### WHAT IS BEING ASKED
Below are records; please give the number of their lines that contain the string "pole", and only that number.

(Records from a data source)
........

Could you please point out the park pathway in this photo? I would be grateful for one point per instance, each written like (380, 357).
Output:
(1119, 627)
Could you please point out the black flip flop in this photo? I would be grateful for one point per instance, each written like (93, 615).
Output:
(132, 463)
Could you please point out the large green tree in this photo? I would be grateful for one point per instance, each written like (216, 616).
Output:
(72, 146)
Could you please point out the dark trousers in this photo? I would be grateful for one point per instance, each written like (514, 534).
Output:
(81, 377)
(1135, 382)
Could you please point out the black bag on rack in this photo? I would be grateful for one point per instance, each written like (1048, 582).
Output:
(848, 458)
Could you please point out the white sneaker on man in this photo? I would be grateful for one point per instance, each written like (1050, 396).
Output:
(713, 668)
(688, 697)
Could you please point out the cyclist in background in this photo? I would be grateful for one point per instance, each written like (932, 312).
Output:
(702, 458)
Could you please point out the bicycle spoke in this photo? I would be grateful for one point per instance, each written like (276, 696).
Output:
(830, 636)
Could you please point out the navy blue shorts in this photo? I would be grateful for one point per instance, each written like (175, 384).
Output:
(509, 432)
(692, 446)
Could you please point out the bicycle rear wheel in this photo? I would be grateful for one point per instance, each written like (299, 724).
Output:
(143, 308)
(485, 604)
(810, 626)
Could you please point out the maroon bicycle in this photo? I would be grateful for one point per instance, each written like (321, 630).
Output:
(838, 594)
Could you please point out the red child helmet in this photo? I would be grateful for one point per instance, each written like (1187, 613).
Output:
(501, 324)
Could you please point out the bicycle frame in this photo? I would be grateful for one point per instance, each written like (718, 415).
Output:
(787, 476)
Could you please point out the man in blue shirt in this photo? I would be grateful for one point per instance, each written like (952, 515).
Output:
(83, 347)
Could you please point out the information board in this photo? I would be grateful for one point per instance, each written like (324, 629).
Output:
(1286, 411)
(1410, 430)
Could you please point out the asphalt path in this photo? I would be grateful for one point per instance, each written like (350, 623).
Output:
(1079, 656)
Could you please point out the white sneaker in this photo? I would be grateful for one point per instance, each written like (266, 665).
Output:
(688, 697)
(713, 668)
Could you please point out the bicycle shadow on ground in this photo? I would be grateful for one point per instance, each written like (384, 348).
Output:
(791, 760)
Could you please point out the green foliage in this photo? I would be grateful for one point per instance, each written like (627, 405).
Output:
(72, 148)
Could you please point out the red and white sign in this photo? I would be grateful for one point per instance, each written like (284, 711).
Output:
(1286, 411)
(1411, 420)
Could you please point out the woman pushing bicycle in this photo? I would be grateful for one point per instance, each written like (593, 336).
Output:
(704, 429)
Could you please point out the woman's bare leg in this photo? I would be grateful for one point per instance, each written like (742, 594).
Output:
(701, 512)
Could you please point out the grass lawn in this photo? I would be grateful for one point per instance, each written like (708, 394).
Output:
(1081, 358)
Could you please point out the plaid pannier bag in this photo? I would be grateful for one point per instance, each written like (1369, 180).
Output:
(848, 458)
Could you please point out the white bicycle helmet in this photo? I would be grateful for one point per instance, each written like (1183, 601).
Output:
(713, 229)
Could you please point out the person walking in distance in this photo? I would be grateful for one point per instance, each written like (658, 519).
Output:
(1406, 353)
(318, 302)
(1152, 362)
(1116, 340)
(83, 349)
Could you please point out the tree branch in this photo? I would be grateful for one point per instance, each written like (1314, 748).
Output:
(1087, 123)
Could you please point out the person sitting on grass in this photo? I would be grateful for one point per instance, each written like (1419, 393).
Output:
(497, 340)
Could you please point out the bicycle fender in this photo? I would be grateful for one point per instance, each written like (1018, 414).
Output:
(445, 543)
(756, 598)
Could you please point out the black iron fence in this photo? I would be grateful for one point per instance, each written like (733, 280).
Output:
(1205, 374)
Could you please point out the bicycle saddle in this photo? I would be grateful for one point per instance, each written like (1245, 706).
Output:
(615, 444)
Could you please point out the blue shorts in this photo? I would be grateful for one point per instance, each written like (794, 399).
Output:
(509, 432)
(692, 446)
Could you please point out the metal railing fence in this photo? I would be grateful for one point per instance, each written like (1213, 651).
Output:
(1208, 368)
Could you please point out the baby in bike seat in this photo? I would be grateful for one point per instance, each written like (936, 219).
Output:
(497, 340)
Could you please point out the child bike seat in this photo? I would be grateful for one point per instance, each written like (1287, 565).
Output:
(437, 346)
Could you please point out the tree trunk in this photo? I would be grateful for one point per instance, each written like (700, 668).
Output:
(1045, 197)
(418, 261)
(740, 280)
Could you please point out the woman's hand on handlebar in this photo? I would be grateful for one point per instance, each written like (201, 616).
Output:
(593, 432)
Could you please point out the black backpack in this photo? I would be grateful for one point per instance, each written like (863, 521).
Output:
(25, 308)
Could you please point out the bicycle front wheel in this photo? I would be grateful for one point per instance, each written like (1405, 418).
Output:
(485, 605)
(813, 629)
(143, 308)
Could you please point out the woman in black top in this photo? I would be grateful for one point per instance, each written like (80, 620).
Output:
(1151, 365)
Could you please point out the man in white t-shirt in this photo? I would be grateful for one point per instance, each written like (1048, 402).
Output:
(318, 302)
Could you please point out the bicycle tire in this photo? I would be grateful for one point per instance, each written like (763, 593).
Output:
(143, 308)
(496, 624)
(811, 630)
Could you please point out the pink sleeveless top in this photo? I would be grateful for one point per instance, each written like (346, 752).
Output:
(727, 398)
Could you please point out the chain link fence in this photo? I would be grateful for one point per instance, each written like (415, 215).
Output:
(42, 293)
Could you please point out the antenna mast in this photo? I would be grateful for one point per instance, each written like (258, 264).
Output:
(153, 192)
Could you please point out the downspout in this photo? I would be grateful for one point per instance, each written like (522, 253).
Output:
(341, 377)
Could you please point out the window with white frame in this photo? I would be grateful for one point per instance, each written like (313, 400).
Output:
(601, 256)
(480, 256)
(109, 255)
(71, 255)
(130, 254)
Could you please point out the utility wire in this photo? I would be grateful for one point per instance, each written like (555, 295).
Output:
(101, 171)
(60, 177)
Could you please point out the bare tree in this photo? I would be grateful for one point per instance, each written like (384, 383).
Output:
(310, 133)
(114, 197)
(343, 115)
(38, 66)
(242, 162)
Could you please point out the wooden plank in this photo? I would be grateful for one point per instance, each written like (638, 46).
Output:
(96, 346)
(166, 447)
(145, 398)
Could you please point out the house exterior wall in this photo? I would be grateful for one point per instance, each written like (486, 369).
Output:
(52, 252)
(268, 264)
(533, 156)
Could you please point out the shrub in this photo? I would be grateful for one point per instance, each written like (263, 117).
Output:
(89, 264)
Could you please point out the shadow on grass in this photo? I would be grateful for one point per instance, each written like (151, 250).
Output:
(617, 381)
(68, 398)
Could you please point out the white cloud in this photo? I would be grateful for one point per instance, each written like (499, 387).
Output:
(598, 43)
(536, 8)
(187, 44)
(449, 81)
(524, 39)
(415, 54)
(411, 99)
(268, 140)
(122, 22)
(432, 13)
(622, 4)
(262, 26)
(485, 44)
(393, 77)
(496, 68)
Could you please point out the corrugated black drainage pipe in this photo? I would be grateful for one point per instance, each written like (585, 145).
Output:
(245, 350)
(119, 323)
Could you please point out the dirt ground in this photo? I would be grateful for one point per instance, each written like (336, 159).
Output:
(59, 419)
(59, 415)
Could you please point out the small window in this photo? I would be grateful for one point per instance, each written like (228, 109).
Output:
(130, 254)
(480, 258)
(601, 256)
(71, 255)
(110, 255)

........

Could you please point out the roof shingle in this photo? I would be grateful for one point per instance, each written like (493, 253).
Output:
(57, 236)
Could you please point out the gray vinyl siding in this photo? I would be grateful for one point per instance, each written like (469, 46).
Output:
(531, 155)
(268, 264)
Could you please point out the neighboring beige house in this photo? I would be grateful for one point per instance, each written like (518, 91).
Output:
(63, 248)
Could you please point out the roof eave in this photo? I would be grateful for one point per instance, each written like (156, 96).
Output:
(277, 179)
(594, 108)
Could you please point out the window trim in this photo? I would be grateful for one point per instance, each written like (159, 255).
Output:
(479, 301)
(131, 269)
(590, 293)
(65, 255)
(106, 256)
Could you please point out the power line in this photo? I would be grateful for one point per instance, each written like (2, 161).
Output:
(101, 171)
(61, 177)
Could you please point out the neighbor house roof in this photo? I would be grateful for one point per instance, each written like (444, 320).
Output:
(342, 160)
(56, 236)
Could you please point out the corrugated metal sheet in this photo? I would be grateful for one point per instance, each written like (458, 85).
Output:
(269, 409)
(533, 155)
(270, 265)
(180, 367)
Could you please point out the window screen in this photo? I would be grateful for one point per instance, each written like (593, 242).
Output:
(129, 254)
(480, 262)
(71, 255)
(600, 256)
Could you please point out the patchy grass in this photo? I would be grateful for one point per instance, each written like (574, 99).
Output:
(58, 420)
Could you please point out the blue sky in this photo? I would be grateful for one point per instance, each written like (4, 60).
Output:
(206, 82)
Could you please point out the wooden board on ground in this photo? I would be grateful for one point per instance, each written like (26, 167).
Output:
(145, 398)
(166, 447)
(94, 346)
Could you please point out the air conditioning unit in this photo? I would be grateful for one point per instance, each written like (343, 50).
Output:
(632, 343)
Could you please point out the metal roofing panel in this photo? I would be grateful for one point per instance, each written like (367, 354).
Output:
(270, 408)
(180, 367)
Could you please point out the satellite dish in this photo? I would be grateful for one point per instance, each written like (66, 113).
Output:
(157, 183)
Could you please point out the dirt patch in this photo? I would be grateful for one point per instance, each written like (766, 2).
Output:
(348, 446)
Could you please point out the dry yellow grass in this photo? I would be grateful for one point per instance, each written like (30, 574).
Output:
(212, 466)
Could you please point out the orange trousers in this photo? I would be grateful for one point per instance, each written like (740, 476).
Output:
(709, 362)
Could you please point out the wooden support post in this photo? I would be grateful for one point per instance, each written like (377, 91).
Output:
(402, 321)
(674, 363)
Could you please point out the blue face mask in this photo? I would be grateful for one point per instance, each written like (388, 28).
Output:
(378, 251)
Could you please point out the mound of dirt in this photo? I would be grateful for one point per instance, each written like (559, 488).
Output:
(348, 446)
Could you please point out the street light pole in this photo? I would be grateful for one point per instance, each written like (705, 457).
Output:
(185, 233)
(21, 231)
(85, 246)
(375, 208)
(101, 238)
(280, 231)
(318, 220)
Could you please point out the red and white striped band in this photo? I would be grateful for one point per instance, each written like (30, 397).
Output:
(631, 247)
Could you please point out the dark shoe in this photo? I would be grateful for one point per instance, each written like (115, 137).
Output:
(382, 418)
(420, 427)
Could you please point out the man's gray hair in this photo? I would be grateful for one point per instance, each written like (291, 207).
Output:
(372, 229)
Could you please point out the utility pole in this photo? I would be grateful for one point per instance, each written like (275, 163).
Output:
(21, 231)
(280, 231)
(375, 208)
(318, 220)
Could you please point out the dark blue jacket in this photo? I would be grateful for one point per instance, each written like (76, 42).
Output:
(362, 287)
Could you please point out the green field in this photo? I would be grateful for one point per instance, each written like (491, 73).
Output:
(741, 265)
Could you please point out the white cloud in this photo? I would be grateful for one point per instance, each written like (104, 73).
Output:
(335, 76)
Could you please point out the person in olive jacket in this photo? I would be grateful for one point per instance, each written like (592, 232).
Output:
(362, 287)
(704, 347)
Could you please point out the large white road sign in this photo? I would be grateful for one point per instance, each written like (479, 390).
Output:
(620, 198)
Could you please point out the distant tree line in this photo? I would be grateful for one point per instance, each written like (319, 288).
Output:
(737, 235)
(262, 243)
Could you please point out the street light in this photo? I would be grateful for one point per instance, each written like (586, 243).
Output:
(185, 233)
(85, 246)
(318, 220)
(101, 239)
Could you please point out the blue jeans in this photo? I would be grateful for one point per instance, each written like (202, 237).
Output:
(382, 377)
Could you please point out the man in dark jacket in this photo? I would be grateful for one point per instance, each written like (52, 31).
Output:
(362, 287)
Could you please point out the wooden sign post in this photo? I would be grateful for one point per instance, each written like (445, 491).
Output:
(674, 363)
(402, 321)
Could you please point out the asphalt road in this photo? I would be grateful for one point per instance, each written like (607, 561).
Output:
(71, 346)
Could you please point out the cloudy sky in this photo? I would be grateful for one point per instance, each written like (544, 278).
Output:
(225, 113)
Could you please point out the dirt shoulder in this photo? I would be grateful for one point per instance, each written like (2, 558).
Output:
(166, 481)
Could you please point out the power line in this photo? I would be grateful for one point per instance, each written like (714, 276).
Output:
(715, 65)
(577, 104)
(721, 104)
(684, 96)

........

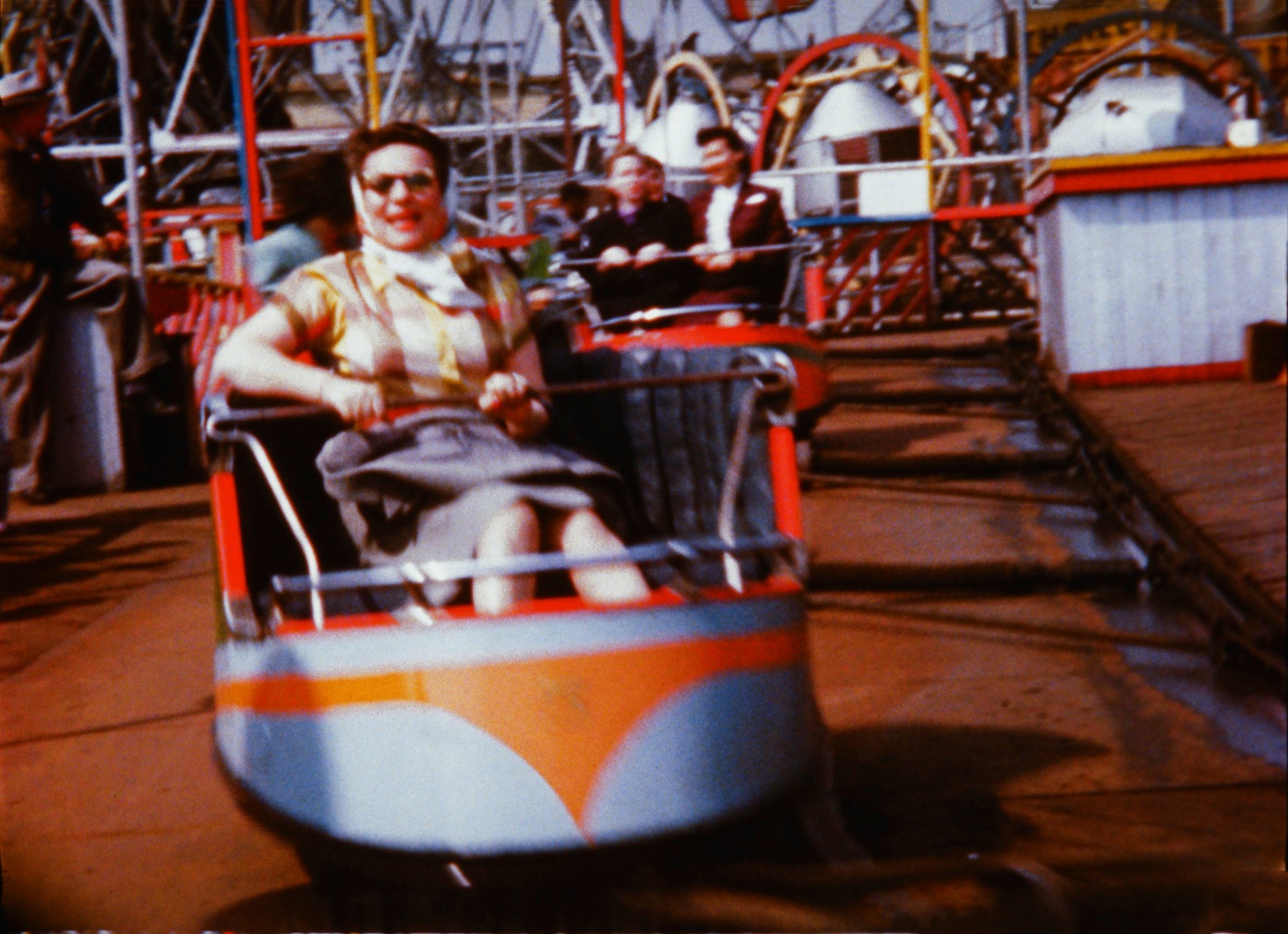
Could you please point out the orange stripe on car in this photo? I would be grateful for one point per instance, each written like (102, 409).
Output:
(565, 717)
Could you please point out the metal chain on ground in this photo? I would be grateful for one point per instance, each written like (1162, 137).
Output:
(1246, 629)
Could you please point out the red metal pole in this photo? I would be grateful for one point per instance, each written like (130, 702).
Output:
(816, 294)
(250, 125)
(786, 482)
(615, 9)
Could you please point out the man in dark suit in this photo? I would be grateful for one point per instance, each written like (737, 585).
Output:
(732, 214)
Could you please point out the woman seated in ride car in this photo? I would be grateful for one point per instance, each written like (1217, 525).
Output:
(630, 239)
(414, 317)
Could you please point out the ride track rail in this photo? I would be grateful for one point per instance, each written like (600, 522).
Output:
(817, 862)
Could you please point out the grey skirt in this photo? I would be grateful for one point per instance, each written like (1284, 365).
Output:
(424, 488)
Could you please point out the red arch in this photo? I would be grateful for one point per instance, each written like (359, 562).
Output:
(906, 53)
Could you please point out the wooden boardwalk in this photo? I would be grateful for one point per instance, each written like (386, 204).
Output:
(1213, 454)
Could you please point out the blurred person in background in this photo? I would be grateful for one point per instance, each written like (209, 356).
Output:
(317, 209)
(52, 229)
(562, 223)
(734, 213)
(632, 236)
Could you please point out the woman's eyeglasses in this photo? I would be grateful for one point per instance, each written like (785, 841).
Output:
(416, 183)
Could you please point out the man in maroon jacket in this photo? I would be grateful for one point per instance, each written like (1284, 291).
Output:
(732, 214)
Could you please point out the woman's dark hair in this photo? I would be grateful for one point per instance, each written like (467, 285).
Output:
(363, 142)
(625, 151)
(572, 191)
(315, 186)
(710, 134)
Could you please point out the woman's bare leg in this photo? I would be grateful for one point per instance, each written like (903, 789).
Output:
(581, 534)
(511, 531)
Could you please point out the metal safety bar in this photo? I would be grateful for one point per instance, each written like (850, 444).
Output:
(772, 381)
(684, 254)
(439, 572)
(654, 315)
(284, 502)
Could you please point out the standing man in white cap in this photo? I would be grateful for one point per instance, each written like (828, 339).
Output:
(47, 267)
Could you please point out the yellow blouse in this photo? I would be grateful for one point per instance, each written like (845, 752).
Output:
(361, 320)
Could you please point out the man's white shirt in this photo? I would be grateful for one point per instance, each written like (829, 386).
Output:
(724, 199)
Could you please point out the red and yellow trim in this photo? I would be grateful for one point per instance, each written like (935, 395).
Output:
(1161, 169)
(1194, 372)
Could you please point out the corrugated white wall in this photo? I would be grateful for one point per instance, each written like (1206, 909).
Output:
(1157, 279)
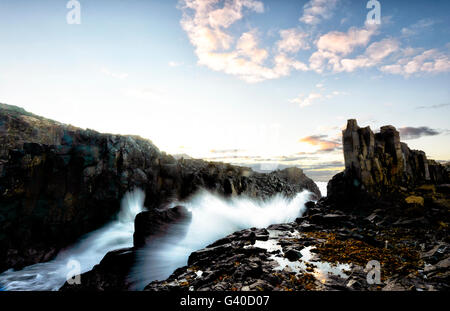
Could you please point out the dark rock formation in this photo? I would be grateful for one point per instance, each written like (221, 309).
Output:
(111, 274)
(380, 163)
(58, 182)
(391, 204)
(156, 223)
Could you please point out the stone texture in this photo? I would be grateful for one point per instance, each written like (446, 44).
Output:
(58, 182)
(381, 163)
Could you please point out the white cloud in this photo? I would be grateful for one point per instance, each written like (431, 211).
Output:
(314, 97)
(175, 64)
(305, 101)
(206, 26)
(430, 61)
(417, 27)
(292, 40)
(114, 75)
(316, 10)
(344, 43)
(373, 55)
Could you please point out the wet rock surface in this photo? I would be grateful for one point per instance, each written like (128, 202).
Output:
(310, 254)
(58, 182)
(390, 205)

........

### TASK RESULT
3